[[ Page text open ]]
Pentagon: Anthrax shipments broader than first thought

Pentagon: Anthrax shipments broader than first thought
This Jan. 27, 2010, file photo, shows the main gate at Dugway Proving Ground military base, about 85 miles southwest Salt Lake City, Utah. The Centers for Disease Control and Prevention said it is investigating what the Pentagon called an inadvertent shipment of live anthrax spores to government and commercial laboratories in as many as nine states, as well as one overseas, that expected to receive dead spores. A Pentagon spokesman, Col. Steve Warren, said the suspected live anthrax samples were shipped from Dugway Proving Ground, an Army facility, using a commercial delivery service. (AP Photo/Jim Urquhart, File)

The Pentagon said Friday that the Army's mistaken shipments of live anthrax to research laboratories were more widespread than it initially reported, prompting the Defense Department's second-ranking official to order a thorough review.

In a statement issued Friday evening, the department said 24 laboratories in 11 states and two foreign countries—South Korea and Australia—are believed to have received suspect samples.

The broadening scope of the problem suggests more extensive flaws in procedures used by the Army's Dugway Proving Ground in Utah to ensure that anthrax samples were made fully inert before shipping them to labs. Deputy Defense Secretary Bob Work on Friday ordered a comprehensive review of laboratory procedures associated with inactivating anthrax.

Dugway, in a desolate stretch of the Utah desert, has been testing chemical weapons since it opened in 1942.

Earlier Friday, the Centers for Disease Control and Prevention said suspect samples from Dugway had been sent to 18 labs in nine U.S. states and a military base in South Korea. Later, the Pentagon said the Army may have mistakenly sent live anthrax to a laboratory in Australia in 2008.

CDC spokeswoman Kristen Nordlund said the agency is testing to see which anthrax samples were live. The results are coming in slowly, she said, and the first full set of findings isn't expected until next week.
[[ Page text closed ]]
[[ Entries shown open ]]
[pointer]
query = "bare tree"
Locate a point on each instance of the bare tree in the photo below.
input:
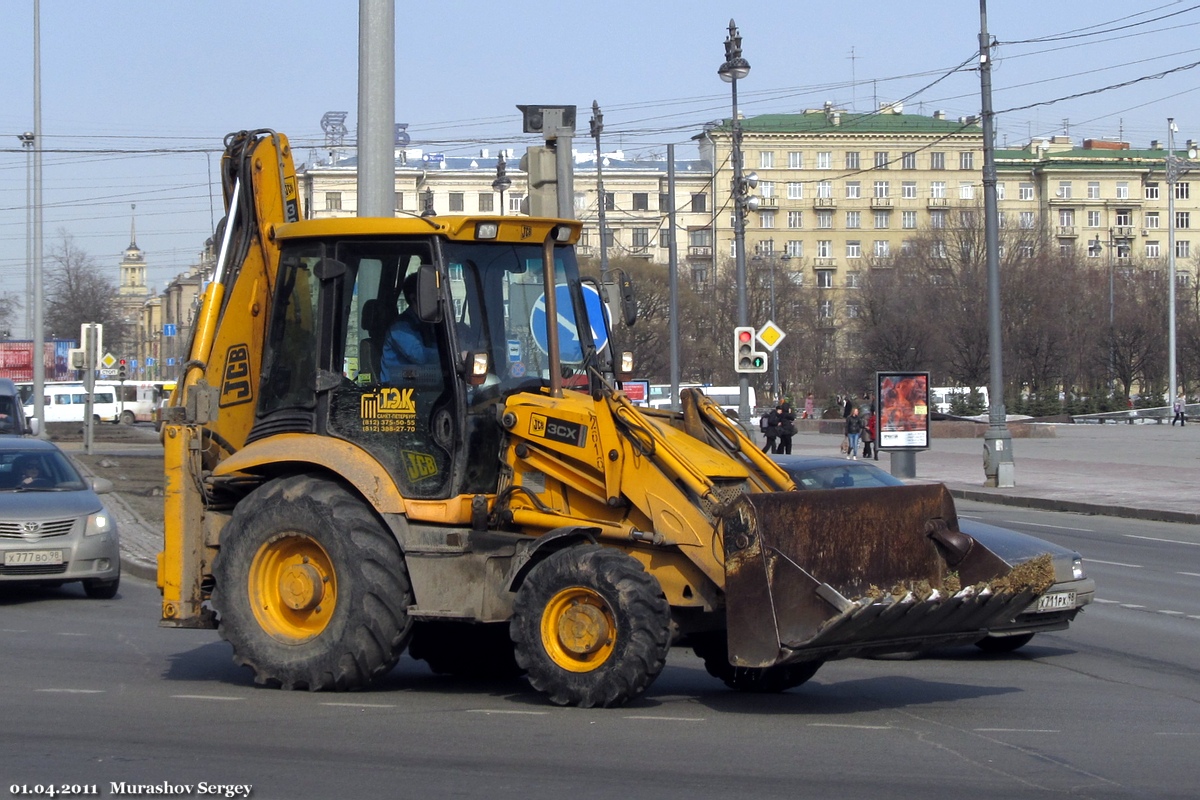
(77, 292)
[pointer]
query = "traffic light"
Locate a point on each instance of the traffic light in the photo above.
(745, 358)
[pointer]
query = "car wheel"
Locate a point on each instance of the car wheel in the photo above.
(101, 589)
(591, 627)
(1003, 643)
(466, 650)
(310, 589)
(714, 653)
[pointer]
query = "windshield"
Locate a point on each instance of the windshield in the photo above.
(33, 470)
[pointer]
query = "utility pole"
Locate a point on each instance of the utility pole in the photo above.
(997, 445)
(597, 130)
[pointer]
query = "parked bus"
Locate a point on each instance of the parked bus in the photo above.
(67, 402)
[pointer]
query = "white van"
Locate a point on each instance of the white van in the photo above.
(67, 402)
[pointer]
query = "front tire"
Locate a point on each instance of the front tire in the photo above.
(713, 649)
(311, 589)
(591, 627)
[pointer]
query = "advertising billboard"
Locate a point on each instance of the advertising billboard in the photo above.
(904, 410)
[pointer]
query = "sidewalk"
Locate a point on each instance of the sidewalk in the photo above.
(1144, 471)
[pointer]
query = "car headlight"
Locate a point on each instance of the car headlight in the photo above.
(99, 523)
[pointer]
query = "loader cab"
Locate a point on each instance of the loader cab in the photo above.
(375, 337)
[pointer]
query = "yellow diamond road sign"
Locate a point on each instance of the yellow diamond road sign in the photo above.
(771, 335)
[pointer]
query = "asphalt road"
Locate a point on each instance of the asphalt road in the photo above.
(95, 693)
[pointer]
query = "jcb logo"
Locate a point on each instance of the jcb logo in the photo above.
(235, 388)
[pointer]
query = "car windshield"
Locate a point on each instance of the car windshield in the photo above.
(37, 470)
(843, 476)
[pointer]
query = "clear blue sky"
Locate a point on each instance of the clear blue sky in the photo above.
(155, 78)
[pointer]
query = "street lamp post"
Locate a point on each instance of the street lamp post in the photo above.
(731, 71)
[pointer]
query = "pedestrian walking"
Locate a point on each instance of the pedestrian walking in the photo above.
(769, 426)
(786, 428)
(853, 431)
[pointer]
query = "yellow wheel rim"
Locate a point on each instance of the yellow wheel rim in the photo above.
(579, 629)
(293, 588)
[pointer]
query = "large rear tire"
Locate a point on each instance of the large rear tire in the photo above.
(311, 589)
(591, 627)
(713, 649)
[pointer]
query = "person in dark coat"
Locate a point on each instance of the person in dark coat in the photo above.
(786, 427)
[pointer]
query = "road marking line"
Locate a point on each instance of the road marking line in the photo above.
(1042, 524)
(1155, 539)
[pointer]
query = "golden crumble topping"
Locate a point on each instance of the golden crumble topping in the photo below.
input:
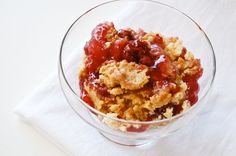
(139, 76)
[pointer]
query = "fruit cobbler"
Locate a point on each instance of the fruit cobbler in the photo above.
(138, 75)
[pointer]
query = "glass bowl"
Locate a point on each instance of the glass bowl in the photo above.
(150, 16)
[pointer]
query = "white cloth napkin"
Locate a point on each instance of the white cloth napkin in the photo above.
(212, 133)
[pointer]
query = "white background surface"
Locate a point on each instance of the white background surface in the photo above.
(30, 36)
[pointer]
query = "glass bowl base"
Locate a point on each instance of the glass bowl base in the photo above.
(125, 142)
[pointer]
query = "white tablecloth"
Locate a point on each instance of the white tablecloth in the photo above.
(211, 133)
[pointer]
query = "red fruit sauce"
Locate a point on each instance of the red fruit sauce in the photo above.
(128, 45)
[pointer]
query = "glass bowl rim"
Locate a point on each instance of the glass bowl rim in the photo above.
(132, 121)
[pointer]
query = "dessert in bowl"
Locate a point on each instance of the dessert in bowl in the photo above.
(138, 81)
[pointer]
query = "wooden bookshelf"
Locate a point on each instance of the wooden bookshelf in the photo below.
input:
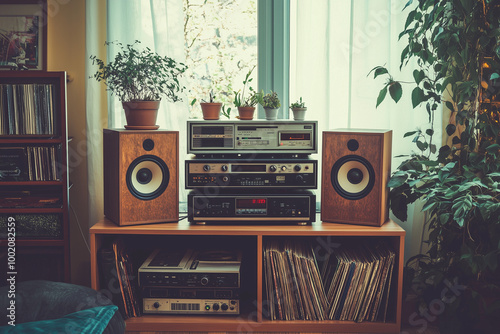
(37, 256)
(252, 317)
[[ Entries shown closed ]]
#### Instructions for the task:
Reproduce verbatim the passage of the anthrax article starting at "In a statement" and ending at "with inactivating anthrax.". The records were taken from a different source than the anthrax article.

#### Result of the task:
In a statement issued Friday evening, the department said 24 laboratories in 11 states and two foreign countries—South Korea and Australia—are believed to have received suspect samples.

The broadening scope of the problem suggests more extensive flaws in procedures used by the Army's Dugway Proving Ground in Utah to ensure that anthrax samples were made fully inert before shipping them to labs. Deputy Defense Secretary Bob Work on Friday ordered a comprehensive review of laboratory procedures associated with inactivating anthrax.